- Short task:
Copy out all of the data below line for line, adding 13 to every x and y coordinate in the answers. Leave every other line as it is.

- Supplied material:
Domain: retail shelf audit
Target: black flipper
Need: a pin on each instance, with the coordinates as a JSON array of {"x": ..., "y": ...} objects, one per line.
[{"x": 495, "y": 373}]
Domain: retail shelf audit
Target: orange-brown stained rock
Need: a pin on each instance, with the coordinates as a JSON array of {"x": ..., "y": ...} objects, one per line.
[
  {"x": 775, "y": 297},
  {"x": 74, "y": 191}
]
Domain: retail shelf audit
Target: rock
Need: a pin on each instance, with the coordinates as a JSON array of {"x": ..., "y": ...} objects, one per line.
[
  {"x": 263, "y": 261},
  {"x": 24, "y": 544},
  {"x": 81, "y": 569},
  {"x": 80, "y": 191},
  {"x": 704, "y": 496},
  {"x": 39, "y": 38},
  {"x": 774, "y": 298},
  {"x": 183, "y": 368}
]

- Task solution:
Domain: retail shelf audit
Target: black flipper
Need: a pin on each instance, with the coordinates as a JSON array of {"x": ..., "y": ...} objects, one per line.
[{"x": 508, "y": 386}]
Domain: retail shelf audit
Target: orange-brown stained rock
Need: a pin on each instance, with the coordinates as a JSON array of {"x": ..., "y": ...} objects, one per line.
[
  {"x": 788, "y": 310},
  {"x": 87, "y": 204}
]
Domain: retail shelf audit
Target: rock
Need: a pin on each instance, with the coordinates as a JSON array of {"x": ..., "y": ...} objects, one per line.
[
  {"x": 276, "y": 274},
  {"x": 37, "y": 557},
  {"x": 94, "y": 582},
  {"x": 93, "y": 204},
  {"x": 717, "y": 509},
  {"x": 52, "y": 51},
  {"x": 787, "y": 311},
  {"x": 196, "y": 381}
]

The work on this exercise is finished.